EXERCISES =
(a) For the text on nighttime leg and foot cramps, decide whether each statement agrees with it. For each, answer yes or no and quote the words of the text that decide it. (i) Nearly ten percent of children report getting leg and foot cramps at some point. (ii) Low potassium is known to be the cause of foot and leg cramps during pregnancy. (iii) Magnesium helps muscles relax after they contract.
(b) Return word for word the part of the text on nighttime leg and foot cramps starting with "First, let’s look" and going on through "cramps as well.".

QUOTED PASSAGE =
'''
November 06, 2022
If you have ever been jolted from sleep by a painful cramp in your foot or calf, you are certainly not alone, as nearly half of all adults, as well as nearly ten percent of children report getting leg and foot cramps at some point. Also known as “charley horses,” these sudden, involuntary and intense muscle contractions are more frequent as you get older, affecting nearly one in three adults.
If experienced regularly, these unwelcome nighttime visitors can severely disrupt sleep, and can even cause anxiety about going to bed. So, what causes nighttime muscle cramping and why do they happen mainly at night? And even more importantly, what can you do to prevent them or calm them down when you do get them?
First, let’s look at some of the common causes of nighttime leg and foot cramps:
Overexertion and muscle fatigue - If you are not used to strenuous exercise and on a whim decide to go on a hike in the mountains, then you are a candidate for leg muscle cramping. All that activity can fatigue muscles, leading to a dysregulation of the nerve impulses which control muscle contraction. People who have jobs that require long intervals of standing and walking are often more susceptible to leg and foot cramps as well.
Low levels of magnesium - Significant deficiencies in magnesium can cause such symptoms as nausea, vomiting and even an irregular heartbeat, but more minor drops in magnesium can lead to foot and leg cramps. Magnesium functions to help your muscles relax after contracting. If magnesium levels are low, muscles can’t relax fully and may “over-contract” causing painful cramps.
Low levels of potassium -Like magnesium, potassium is an essential nutrient that helps to regulate muscle contraction. When potassium is too low, normal contractions can be disrupted and cramping can develop.
Improper footgear - ill-fitting or tight shoes put too much pressure on the feet, leading to a restriction in blood flow that can cause cramping. Also, shoes that don’t have proper arch support as well as high heels force the foot into an unnatural and uncomfortable position. If worn for too long, cramping can occur later in the day or that night.
Medication side effects -Some prescriptions can cause leg and foot cramps. These include statins used to control high cholesterol, diuretics which can deplete potassium, and beta-agonists used to control some respiratory diseases such as asthma. In addition, people with kidney failure who must have dialysis can also suffer from muscular cramping.
Pregnancy - Being pregnant is a common cause for foot and leg cramps. The exact cause is still unknown but is thought to be related to calcium metabolism.
'''
INFORMATION PROVIDED =
'''
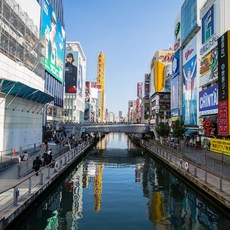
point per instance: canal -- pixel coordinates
(118, 186)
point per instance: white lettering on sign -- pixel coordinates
(209, 100)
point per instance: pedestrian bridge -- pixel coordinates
(111, 128)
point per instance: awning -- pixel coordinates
(190, 131)
(19, 89)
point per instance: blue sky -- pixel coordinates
(128, 32)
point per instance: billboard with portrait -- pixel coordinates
(208, 101)
(209, 67)
(53, 40)
(190, 92)
(71, 72)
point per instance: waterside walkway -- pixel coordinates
(19, 185)
(207, 171)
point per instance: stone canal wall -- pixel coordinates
(15, 200)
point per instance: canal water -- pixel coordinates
(118, 186)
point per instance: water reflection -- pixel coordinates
(111, 188)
'''
OUTPUTS BY TASK =
(a)
(i) Yes: "nearly ten percent of children report getting leg and foot cramps at some point"
(ii) No: "The exact cause is still unknown but is thought to be related to calcium metabolism."
(iii) Yes: "Magnesium functions to help your muscles relax after contracting."

(b)
First, let’s look at some of the common causes of nighttime leg and foot cramps:
Overexertion and muscle fatigue - If you are not used to strenuous exercise and on a whim decide to go on a hike in the mountains, then you are a candidate for leg muscle cramping. All that activity can fatigue muscles, leading to a dysregulation of the nerve impulses which control muscle contraction. People who have jobs that require long intervals of standing and walking are often more susceptible to leg and foot cramps as well.